_Problem statement_: Begin at the line that contains "Find the person walking" and quote each line exactly through the last one. Leave pictures out.

Pointing records:
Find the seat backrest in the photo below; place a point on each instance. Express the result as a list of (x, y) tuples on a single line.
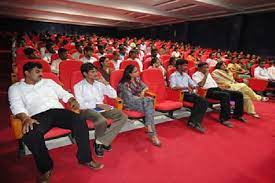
[(146, 64), (75, 78), (252, 69), (115, 78), (165, 57), (53, 77), (96, 64), (54, 57), (258, 85), (109, 56), (125, 63), (45, 65), (191, 71), (65, 71), (153, 78)]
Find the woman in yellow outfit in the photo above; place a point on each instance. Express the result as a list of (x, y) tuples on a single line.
[(225, 79)]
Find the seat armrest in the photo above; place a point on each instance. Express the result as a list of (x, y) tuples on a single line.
[(176, 95), (115, 102), (202, 92), (153, 95), (17, 127)]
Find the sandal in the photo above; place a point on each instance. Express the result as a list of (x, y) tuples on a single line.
[(255, 115), (264, 99)]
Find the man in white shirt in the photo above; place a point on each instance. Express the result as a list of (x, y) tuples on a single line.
[(204, 79), (180, 80), (49, 53), (63, 56), (262, 73), (79, 51), (116, 60), (271, 70), (133, 57), (211, 61), (35, 101), (90, 94), (88, 52)]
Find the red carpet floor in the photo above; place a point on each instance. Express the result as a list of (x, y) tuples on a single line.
[(244, 154)]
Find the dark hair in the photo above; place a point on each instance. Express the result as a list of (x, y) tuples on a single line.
[(29, 66), (86, 68), (219, 65), (88, 48), (181, 62), (261, 61), (126, 74), (101, 61), (61, 50), (202, 64), (171, 60), (29, 51), (115, 53), (154, 60), (132, 51)]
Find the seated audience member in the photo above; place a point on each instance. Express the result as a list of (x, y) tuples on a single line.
[(79, 51), (235, 68), (35, 101), (116, 60), (122, 52), (105, 68), (271, 70), (212, 92), (180, 80), (176, 53), (63, 56), (155, 63), (101, 51), (90, 94), (262, 73), (172, 63), (211, 61), (49, 51), (88, 55), (225, 80), (132, 90), (133, 57), (30, 53)]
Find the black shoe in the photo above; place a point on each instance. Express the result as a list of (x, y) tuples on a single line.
[(196, 126), (99, 149), (227, 123), (242, 119), (107, 148)]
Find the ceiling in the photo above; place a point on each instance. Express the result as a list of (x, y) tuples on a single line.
[(128, 14)]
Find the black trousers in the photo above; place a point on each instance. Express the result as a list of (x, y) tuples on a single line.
[(61, 118), (271, 84), (199, 108), (225, 96)]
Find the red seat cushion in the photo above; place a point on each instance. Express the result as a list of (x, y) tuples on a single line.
[(213, 101), (56, 132), (91, 125), (133, 114), (187, 104), (168, 105)]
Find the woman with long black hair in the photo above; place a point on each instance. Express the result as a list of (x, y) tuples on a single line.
[(132, 90)]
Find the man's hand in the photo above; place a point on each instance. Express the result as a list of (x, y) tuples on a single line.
[(102, 80), (73, 104), (28, 124), (104, 107)]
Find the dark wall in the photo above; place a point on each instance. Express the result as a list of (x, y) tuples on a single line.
[(252, 33), (18, 25)]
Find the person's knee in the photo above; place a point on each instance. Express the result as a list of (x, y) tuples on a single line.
[(35, 133)]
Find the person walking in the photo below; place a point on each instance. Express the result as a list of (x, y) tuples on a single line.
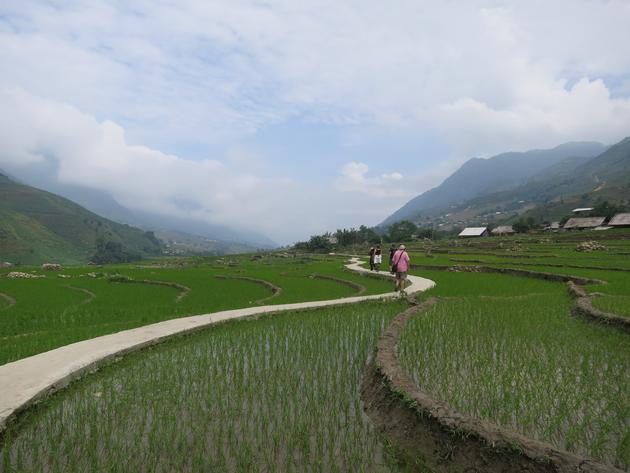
[(400, 263), (392, 250), (378, 258)]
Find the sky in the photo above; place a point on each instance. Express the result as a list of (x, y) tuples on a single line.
[(299, 117)]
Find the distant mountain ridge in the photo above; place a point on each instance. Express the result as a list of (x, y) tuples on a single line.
[(506, 174), (37, 226), (102, 203)]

_Task output_:
Find the person walking in the photo below; place a point on each instance. Express the result as a list of (x, y) tuples on a single line.
[(400, 263), (392, 250), (378, 258)]
Find the sky in the photo above; place a point on each instance. Express the result as a list of (x, y) tuples on a single line.
[(299, 117)]
Find the distant mountain ridge in the photo above; place a point on each instance. Express the result as a list of (x, y) tuples on a single line.
[(506, 174), (37, 226), (102, 203)]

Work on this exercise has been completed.